OBJECTIVE: Will you restate verbatim the lines running from the line with "find the small side table in the photo above" to the end of the data, leaving out everything else?

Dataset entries
_ _ _ _ _ _ _

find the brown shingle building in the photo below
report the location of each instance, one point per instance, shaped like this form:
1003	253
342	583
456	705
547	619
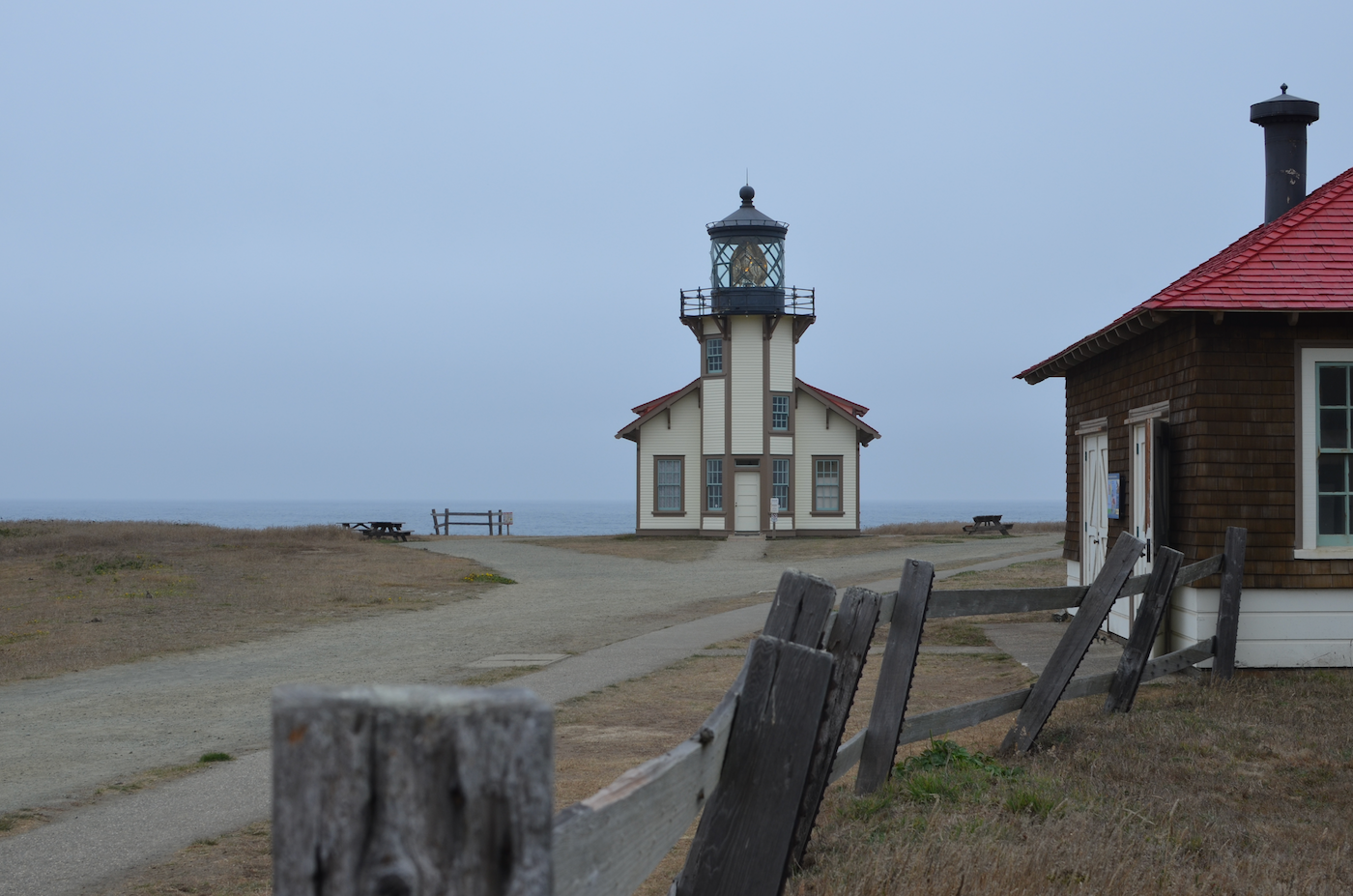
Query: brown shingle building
1226	399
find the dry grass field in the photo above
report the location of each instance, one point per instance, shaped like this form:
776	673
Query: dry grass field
632	546
84	594
1228	788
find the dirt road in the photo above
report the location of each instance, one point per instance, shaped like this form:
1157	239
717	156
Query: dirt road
65	736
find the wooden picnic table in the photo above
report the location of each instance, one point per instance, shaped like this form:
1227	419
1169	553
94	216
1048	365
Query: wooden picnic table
381	530
988	524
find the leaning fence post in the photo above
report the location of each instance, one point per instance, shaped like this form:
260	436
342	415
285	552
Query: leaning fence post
409	791
1228	605
743	837
1076	641
895	676
849	645
1122	690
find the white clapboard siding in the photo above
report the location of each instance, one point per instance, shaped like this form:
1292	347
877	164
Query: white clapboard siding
1278	627
747	390
713	412
814	437
782	358
682	439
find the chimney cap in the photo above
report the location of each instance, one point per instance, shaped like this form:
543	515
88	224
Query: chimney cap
1284	107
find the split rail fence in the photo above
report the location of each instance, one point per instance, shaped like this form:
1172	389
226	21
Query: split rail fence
408	791
443	521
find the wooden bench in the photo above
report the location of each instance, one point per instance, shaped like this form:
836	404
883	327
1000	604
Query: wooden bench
988	524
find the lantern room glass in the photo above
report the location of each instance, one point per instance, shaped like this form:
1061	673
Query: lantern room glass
747	263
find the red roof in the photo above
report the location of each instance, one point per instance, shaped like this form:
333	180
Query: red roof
643	409
845	403
1301	261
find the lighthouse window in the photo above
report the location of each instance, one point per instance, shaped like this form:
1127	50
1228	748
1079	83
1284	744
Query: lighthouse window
669	485
748	264
714	483
713	356
827	486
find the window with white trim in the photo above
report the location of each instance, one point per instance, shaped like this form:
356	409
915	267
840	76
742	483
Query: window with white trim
780	482
713	356
669	485
1325	452
1333	452
827	486
714	483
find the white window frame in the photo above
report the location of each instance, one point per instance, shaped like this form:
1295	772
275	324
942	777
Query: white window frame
710	486
709	356
1308	442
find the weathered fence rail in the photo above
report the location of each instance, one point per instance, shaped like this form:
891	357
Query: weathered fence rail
401	791
443	521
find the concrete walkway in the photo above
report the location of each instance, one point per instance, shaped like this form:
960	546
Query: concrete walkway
176	708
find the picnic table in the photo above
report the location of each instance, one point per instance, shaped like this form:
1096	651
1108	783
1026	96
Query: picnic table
988	524
381	530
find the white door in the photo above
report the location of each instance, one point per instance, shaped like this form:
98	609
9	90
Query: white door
1093	506
1125	609
747	501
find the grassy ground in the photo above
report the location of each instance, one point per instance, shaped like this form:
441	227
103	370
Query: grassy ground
84	594
14	824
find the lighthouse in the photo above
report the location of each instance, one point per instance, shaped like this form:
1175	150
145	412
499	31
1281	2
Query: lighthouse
747	447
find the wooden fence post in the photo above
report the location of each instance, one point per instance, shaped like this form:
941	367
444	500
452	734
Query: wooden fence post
895	676
1228	607
849	645
800	608
1154	601
412	791
741	844
1071	650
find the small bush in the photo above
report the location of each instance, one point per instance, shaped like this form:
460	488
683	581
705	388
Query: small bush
1025	801
490	577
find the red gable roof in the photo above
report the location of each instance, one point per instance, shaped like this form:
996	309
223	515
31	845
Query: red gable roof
1301	261
845	403
852	410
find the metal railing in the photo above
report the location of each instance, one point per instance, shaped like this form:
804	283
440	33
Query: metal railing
706	301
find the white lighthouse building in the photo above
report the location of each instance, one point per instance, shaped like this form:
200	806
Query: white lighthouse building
747	437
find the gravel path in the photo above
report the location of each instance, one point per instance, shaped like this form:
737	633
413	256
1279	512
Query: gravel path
92	845
67	736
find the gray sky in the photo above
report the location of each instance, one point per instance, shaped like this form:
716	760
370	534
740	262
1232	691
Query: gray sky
243	246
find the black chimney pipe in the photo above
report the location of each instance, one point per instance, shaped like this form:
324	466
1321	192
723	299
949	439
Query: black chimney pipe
1284	119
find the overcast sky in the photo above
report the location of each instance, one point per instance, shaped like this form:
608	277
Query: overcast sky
433	249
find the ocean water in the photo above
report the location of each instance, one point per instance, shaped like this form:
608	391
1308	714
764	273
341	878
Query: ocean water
532	517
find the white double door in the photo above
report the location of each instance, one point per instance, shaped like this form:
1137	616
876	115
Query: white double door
1093	504
1138	520
747	501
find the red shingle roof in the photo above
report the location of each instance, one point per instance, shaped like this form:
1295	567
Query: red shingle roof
1302	261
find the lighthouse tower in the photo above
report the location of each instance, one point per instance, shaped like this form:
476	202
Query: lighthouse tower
747	446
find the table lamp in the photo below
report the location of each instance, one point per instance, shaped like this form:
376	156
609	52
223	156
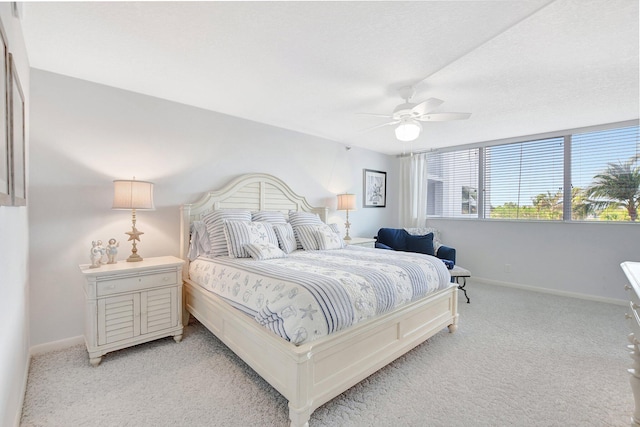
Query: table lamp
347	202
132	194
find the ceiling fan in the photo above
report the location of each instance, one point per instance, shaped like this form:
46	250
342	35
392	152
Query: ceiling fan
409	115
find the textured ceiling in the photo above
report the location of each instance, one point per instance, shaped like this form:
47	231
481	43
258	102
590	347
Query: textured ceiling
520	67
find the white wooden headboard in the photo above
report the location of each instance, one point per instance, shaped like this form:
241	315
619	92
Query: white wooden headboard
255	192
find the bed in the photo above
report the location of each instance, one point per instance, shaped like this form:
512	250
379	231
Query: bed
308	373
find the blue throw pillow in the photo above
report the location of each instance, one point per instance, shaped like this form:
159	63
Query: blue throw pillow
420	244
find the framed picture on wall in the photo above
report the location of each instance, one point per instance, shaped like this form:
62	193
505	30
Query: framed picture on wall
17	137
5	159
375	189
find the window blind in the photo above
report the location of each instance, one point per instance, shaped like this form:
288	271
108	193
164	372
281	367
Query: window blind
525	180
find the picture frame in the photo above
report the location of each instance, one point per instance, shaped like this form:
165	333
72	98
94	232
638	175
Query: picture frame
17	137
375	189
5	152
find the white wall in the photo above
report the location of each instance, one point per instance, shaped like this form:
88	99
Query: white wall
573	258
14	288
84	135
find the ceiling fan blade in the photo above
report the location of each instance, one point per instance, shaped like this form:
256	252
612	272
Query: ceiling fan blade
443	117
379	126
386	116
426	106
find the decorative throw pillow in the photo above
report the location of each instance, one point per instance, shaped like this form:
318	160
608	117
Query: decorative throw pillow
328	239
261	251
286	238
239	234
306	235
273	217
214	222
420	244
298	219
421	231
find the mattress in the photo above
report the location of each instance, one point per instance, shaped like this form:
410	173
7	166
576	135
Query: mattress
310	294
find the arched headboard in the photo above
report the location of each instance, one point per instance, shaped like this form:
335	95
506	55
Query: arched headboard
254	192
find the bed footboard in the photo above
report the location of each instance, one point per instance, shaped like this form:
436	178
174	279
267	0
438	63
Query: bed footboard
314	373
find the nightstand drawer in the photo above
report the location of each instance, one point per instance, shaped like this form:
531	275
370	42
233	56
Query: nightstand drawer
128	284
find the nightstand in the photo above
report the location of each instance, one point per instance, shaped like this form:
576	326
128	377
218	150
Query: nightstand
130	303
362	241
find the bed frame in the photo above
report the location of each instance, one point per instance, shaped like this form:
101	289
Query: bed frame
311	374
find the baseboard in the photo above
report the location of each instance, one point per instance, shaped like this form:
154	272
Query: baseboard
552	291
23	393
56	345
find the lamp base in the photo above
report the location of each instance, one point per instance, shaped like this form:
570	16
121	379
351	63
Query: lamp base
134	258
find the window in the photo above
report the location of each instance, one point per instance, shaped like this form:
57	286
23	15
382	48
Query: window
449	174
530	180
605	175
525	180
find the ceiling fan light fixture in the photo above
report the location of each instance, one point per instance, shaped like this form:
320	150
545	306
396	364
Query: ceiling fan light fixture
408	130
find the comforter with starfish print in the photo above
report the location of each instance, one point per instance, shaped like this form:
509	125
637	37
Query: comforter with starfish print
310	294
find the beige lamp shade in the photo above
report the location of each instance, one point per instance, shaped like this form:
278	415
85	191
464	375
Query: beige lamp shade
132	194
346	202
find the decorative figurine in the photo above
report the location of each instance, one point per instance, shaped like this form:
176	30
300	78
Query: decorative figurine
96	253
112	251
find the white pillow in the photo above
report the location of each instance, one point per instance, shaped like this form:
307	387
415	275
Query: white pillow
261	251
239	234
215	227
306	235
286	238
328	239
274	217
301	219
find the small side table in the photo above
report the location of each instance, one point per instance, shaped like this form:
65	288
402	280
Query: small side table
365	242
461	273
130	303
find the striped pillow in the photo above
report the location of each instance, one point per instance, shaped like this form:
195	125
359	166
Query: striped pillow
274	217
260	251
301	219
239	234
215	227
286	238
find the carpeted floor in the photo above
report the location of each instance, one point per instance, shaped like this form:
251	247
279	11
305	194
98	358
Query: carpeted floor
518	359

_ _ _ _ _ _ _

ANSWER BELOW:
find the small side table in the photo above
report the location of each instance, one point per instance, shaped like this form:
65	288
402	280
Query: small side table
365	242
461	273
130	303
find the striped pillow in the photo above
report the location of each instance, one point per instance, shaped like this form:
195	125
359	166
Query: striped pillow
274	217
260	251
301	219
239	234
215	227
286	238
find the carpeted floor in the photo above
report the location of each instance, one point per instance, shaped like this form:
251	247
279	11
305	194
98	358
Query: carpeted floor
518	359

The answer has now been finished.